(Task to complete)
Format the lines starting at the one containing "of tree bark" and ending at the one containing "0, 119, 470]]" as a two-column CSV with the headers text and answer, one row for each pair of lines. Put each value in a double-quoted field and replace any line breaks with spaces.

(Records provided)
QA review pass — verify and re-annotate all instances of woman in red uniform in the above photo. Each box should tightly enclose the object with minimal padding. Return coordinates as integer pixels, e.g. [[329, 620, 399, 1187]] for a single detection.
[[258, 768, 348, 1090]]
* * *
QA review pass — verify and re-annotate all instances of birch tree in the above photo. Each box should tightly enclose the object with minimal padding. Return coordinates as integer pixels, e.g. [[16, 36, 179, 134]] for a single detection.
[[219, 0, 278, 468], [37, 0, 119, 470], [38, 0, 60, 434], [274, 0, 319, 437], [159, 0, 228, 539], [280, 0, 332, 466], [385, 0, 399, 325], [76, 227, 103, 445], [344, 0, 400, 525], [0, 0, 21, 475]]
* * *
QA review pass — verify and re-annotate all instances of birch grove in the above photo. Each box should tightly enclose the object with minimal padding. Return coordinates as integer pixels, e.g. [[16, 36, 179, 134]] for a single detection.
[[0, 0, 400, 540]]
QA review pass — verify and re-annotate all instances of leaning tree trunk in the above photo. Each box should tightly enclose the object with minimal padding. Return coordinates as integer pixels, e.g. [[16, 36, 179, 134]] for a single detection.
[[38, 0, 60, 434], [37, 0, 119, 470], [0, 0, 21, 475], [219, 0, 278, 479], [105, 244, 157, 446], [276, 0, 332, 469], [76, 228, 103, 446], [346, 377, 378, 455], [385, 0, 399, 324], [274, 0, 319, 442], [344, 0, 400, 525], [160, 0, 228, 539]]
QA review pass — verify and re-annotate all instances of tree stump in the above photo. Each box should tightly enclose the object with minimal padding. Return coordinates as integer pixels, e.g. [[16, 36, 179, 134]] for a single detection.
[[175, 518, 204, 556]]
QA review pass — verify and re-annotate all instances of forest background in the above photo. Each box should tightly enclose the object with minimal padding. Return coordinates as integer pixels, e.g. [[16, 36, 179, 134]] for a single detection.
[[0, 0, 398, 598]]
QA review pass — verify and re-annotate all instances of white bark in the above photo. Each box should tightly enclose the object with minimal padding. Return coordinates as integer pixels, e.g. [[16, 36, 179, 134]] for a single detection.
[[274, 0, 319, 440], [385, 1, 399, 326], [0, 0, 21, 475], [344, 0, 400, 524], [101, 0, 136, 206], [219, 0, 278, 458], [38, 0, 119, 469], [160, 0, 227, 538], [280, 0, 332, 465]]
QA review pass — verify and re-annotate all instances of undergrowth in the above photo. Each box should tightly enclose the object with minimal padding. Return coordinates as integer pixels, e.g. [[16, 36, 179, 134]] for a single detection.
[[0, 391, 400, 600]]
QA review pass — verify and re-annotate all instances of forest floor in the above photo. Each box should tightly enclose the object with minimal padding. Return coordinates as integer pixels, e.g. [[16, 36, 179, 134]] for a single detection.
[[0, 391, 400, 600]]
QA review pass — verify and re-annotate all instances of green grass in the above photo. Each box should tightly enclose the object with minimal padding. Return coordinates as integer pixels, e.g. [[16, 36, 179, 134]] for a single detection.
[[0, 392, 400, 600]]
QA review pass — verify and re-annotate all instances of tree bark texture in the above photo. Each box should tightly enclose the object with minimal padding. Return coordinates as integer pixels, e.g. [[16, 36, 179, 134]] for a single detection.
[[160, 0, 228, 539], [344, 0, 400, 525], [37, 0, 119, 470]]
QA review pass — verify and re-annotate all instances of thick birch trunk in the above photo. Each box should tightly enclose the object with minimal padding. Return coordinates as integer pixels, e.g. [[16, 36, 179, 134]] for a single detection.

(Exercise solution)
text,answer
"QA review pass — verify and re-annotate all instances of tree bark texture in the above photo. Each box should tightly enclose the object with minimal padding. Return coordinates as integer pixels, e.g. [[16, 36, 179, 134]] for a single detection.","[[160, 0, 228, 539], [344, 0, 400, 525], [37, 0, 119, 470]]"